Aim of the exercise:
The tail of the records, from the line containing "the tree canopy" through the final line, should be printed exactly and on its own.

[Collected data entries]
◇ ◇ ◇ ◇ ◇
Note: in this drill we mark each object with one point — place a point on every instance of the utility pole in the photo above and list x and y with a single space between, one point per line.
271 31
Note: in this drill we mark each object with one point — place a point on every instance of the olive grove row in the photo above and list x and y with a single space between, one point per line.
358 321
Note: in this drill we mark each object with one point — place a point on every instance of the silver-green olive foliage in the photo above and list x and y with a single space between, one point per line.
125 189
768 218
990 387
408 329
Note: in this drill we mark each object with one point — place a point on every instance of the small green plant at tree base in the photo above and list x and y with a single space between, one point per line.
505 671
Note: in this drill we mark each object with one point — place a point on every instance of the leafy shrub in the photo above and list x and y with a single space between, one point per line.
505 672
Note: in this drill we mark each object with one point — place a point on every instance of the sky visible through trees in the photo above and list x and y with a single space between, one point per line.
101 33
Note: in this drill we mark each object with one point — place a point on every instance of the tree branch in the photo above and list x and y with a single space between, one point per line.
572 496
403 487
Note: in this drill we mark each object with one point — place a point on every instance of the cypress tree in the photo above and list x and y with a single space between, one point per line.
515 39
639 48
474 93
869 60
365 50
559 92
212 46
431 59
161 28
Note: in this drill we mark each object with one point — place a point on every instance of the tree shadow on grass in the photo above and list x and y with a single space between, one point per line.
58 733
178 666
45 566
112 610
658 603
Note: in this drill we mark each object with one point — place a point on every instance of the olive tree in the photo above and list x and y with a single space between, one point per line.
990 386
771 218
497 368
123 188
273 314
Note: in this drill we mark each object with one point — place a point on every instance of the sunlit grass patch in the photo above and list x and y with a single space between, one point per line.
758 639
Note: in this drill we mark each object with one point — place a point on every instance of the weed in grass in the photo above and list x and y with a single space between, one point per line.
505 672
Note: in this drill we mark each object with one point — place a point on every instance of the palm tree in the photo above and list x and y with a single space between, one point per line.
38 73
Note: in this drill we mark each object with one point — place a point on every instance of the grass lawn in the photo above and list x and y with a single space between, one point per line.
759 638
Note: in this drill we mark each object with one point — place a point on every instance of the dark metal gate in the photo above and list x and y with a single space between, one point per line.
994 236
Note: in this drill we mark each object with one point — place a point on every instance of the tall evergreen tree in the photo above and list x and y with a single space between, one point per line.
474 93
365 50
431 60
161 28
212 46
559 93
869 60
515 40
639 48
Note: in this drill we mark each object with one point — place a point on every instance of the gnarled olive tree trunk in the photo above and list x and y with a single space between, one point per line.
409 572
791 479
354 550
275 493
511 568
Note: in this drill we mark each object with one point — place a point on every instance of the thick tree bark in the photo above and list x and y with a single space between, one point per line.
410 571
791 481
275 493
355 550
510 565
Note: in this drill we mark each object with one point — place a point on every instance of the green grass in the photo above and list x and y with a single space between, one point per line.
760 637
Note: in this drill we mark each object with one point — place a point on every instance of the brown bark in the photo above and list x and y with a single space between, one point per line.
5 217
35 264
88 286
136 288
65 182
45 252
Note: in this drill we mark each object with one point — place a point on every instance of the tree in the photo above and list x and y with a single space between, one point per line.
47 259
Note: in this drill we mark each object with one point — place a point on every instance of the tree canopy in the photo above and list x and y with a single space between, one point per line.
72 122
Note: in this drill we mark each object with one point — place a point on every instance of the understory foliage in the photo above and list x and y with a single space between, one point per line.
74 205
◇ ◇ ◇ ◇ ◇
Finished task:
Note: in this drill we mark each object with one point — place a point on every instance of the tree canopy in the photo above and list x and y with a single space between, one point per line.
72 122
Note: in this drill we mark each object with one point — place a point on every instance of the understory foliage in the photo above and list x and y with a single space between, one point per line.
74 205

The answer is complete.